WRITTEN PROBLEM: Repeat exactly the lines that run from the one containing "Practice step: indicate the bird's beak" to the end of the data, and leave out all others.

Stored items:

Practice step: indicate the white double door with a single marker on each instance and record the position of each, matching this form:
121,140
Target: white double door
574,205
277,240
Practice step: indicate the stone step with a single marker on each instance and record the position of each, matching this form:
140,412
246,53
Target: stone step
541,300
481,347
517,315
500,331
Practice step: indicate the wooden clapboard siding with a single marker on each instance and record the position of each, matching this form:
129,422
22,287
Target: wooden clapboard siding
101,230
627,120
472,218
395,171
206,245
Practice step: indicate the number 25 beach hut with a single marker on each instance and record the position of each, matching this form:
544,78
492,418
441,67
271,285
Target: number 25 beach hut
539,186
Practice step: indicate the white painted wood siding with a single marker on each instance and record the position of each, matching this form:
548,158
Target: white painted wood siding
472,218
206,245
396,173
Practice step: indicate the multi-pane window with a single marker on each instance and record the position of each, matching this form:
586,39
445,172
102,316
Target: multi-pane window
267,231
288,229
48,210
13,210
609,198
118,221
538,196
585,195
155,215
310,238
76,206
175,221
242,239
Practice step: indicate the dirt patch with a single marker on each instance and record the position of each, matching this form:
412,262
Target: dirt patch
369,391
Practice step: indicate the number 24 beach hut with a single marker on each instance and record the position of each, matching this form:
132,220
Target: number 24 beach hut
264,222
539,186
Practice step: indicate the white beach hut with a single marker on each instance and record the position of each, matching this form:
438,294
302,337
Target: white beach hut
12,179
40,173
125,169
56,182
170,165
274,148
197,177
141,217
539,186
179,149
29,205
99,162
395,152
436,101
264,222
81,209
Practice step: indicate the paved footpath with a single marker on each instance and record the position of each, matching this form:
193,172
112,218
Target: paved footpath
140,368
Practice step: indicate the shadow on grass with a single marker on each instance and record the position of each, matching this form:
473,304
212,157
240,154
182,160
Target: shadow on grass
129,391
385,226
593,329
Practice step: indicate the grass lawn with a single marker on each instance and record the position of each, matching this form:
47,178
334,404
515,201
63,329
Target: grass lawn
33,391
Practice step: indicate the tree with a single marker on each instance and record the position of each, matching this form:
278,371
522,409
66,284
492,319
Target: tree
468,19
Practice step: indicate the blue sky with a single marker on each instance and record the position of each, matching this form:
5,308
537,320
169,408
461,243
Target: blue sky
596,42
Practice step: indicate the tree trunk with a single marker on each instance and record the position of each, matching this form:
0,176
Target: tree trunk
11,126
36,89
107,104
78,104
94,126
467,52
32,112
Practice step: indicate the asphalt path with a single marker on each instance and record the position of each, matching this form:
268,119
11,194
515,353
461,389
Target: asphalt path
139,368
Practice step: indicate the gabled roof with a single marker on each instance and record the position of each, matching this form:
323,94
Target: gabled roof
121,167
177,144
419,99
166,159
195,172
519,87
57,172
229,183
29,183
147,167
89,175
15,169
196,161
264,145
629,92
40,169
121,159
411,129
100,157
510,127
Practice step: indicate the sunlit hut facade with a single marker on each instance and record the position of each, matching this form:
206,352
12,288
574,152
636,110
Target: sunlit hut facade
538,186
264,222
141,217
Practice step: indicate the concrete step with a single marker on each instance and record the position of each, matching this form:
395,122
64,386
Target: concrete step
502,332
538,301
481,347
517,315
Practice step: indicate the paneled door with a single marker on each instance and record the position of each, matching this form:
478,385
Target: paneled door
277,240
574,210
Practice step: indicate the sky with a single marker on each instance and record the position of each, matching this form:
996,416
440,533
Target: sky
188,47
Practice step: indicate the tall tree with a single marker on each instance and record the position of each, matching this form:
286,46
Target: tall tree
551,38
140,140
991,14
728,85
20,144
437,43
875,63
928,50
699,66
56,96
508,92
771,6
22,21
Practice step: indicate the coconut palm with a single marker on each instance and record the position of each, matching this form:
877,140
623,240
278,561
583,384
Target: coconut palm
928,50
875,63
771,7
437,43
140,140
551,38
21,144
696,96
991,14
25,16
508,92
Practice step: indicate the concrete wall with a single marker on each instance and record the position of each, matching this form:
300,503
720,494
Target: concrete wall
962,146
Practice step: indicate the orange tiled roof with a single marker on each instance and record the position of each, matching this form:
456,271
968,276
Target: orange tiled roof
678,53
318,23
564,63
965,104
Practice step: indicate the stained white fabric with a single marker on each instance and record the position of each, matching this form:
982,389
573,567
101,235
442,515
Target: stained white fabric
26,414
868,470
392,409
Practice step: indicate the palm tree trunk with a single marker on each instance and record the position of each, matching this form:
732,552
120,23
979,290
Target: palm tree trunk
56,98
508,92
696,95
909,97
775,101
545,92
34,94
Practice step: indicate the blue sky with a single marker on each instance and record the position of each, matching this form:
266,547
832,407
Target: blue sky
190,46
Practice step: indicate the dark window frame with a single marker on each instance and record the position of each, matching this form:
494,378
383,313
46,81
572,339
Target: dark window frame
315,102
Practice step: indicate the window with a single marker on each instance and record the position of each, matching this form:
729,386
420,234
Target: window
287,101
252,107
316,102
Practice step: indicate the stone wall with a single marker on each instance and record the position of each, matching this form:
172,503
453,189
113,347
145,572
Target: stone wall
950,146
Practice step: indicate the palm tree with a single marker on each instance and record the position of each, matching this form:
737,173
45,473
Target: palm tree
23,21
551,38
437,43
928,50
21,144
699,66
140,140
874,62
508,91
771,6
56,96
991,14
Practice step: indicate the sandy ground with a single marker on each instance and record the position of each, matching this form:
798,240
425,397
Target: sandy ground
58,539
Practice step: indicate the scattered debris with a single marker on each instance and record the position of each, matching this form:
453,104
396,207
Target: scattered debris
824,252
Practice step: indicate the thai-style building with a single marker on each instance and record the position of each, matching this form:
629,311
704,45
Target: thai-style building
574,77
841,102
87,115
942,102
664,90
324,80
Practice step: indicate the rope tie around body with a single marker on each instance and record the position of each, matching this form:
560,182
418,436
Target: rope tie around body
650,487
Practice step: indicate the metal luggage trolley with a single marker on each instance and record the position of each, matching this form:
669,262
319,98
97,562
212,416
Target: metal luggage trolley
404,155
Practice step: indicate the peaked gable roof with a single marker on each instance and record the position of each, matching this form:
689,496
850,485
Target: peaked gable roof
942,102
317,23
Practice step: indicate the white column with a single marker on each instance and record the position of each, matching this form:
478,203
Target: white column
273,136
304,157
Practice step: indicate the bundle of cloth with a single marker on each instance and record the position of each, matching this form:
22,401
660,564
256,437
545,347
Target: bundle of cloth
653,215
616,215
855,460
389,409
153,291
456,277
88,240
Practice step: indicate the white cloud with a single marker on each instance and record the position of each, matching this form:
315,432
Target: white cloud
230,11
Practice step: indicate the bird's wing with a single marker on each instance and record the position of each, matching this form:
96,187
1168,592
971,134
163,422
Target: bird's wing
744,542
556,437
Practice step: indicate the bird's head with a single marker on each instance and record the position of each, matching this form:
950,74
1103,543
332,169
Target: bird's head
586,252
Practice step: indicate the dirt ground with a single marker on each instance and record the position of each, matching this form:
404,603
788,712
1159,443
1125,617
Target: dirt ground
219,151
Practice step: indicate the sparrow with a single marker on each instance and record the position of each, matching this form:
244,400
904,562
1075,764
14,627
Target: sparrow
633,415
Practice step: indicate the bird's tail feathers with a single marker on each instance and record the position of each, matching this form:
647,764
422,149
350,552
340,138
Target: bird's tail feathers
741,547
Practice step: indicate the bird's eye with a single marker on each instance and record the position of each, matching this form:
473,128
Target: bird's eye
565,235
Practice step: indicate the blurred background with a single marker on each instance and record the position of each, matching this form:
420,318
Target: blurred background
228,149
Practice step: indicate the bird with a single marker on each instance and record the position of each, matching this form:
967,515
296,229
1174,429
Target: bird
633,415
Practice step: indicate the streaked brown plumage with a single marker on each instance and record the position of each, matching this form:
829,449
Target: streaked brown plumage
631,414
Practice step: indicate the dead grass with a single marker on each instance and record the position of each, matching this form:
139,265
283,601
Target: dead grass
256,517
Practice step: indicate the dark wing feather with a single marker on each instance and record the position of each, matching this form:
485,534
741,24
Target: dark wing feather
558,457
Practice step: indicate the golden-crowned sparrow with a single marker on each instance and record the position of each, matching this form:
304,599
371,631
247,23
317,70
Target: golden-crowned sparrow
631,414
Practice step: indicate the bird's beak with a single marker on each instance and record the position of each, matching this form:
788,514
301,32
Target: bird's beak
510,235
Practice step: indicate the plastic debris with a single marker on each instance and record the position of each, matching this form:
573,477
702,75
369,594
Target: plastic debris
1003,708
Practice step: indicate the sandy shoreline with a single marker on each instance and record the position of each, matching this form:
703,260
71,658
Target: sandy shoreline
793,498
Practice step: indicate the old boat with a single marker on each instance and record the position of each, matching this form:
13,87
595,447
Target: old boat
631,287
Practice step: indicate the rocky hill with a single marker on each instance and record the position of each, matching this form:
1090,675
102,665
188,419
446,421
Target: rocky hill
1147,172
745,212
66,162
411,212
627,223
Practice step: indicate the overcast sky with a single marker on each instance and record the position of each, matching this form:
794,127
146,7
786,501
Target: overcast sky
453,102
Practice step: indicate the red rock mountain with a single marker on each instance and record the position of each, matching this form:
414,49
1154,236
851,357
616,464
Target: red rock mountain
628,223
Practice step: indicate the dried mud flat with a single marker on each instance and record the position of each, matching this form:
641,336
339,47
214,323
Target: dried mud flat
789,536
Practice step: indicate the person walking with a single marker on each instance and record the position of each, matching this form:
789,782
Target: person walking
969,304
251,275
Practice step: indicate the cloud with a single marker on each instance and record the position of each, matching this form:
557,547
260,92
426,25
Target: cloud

RESPONSE TO THE TASK:
Practice step: indicate the bird's beak with a single marker on each instance and record the position of each, matching this form:
788,514
301,32
Target: bird's beak
510,235
Practice step: indicate the plastic debris with a single marker on each instance and record the position of each, matching this form:
573,477
702,75
369,594
Target: plastic debris
1003,708
Practice step: indicate the sandy shoreline with a single marker on each instance and record the position of each, matching this form:
703,260
71,658
Target: sandy shoreline
793,498
Practice step: indicate the old boat with a single marker on each instance and record the position of each, matching this form:
13,87
595,447
Target: old boat
631,287
Practice step: indicate the rocky hill with a single marker on each instance and record the position of each, matching this form:
1090,675
102,665
188,419
446,421
Target: rocky hill
1147,172
745,212
66,162
411,212
627,223
Practice step: indicate the overcast sky with a single marker on each instance and record the position of each, matching this form:
794,127
146,7
786,501
Target: overcast sky
453,102
Practice step: indicate the red rock mountain with a single marker on each instance and record the position of each, matching this form:
414,49
1154,236
851,357
616,464
Target: red rock mountain
628,223
Practice step: indicate the dried mud flat with a single marker on each instance and record the position of each, matching this form:
641,336
339,47
214,323
Target: dried mud flat
789,536
Practice step: indicate the person walking with a single marker on each instance and record the position of each, matching this form:
789,782
Target: person walking
969,304
251,275
Practice step: indicate the cloud with a single marker on each instance and record the position of each, matching this form:
557,547
260,92
426,25
Target: cloud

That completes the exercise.